MANUFACTURERS throughout North Yorkshire will soon be able to call on a troubleshooting "A team" set up by Yorkshire Forward.

They will be among 20,000 manufacturing companies in Yorkshire set to benefit from the regional development agency's new "centre for manufacturing excellence."

It will deliver a new Manufacturing Advisory Service (MAS) offering "hands on" advice and support to the region's factories.

The centre, planned to open early next year, will offer an internet-based inquiry and response service, backed by a core team of experts paying trouble-shooting visits to companies around Yorkshire and Humber and will form part of a wider national network

The contract for developing and running the centre has been awarded to Yorkshire Enterprise Limited. Yorkshire Forward and the Department of Trade and Industry will share the costs of the £2.7m project to deliver the service over the next three years.

Working with Business Links, it is expected that between 2,000 and 4,000 businesses will call on its services in the first year, especially small to medium-sized enterprises (SMEs)

The centre will provide a quick query-answering service; free diagnostic services and, for smaller companies, subsidised consultancies through a network of manufacturing specialists

Help will be particularly targeted at SMEs in Yorkshire Forward's key industrial "clusters". These include advanced engineering and metals; food and drink; chemicals, biosciences and digital industries taking in the electronics sector. The service will also be providing information for manufacturers on the internet through a website to be developed by next spring - which will be linked to the Centre.

Despite making up more than a fifth of the region's economy, Yorkshire and Humber's manufacturing sector ranks among the UK's poorest in terms of labour productivity, wages and research and development activity.

The centre's aim will be to help firms to increase their productivity and their ability to compete in the globally-competitive marketplace.
■ ■ ■ ■ ■ ■ ■
== Task instructions ==
A - In the article on Yorkshire Forward's manufacturing centre, what is the stated aim of the centre? Answer in one to three sentences.
B - Reproduce the passage of the article on Yorkshire Forward's manufacturing centre starting at "It will deliver" and ending at "next three years.".

== The data ==
■ ■ ■ ■ ■ ■ ■
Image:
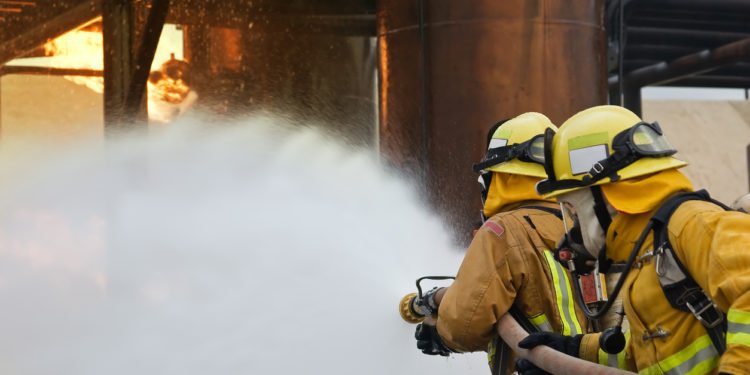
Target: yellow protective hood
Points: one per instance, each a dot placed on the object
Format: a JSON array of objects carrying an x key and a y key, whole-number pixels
[
  {"x": 507, "y": 188},
  {"x": 644, "y": 194}
]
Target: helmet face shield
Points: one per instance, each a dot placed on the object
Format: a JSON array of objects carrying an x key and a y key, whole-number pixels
[
  {"x": 530, "y": 151},
  {"x": 647, "y": 140},
  {"x": 595, "y": 162},
  {"x": 535, "y": 151}
]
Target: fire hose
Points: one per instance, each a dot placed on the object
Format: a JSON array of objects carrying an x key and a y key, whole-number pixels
[{"x": 413, "y": 309}]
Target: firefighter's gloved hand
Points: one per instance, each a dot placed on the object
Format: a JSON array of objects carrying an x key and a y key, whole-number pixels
[
  {"x": 526, "y": 367},
  {"x": 569, "y": 345},
  {"x": 429, "y": 342}
]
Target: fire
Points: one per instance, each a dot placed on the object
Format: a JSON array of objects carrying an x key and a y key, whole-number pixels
[
  {"x": 81, "y": 48},
  {"x": 169, "y": 93}
]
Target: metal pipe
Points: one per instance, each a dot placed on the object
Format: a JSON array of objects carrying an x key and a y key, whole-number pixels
[
  {"x": 697, "y": 63},
  {"x": 737, "y": 82},
  {"x": 49, "y": 71},
  {"x": 689, "y": 37},
  {"x": 713, "y": 5}
]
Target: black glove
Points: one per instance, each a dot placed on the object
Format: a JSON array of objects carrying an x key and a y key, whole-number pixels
[
  {"x": 569, "y": 345},
  {"x": 525, "y": 367},
  {"x": 429, "y": 341}
]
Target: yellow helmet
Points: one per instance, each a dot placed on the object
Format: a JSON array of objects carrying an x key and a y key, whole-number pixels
[
  {"x": 517, "y": 146},
  {"x": 601, "y": 145}
]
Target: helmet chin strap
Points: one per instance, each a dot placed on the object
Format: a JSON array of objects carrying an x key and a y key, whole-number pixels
[{"x": 605, "y": 219}]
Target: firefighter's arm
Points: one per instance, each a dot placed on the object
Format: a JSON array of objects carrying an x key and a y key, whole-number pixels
[
  {"x": 714, "y": 247},
  {"x": 482, "y": 292},
  {"x": 591, "y": 351}
]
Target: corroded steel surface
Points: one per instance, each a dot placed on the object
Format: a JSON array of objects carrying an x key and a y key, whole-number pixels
[{"x": 483, "y": 60}]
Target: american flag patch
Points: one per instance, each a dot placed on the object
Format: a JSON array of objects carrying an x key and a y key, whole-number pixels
■ ■ ■ ■ ■ ■ ■
== Results in order ==
A - The centre's aim is to help firms increase their productivity and their ability to compete in the globally-competitive marketplace.

B -
It will deliver a new Manufacturing Advisory Service (MAS) offering "hands on" advice and support to the region's factories.

The centre, planned to open early next year, will offer an internet-based inquiry and response service, backed by a core team of experts paying trouble-shooting visits to companies around Yorkshire and Humber and will form part of a wider national network

The contract for developing and running the centre has been awarded to Yorkshire Enterprise Limited. Yorkshire Forward and the Department of Trade and Industry will share the costs of the £2.7m project to deliver the service over the next three years.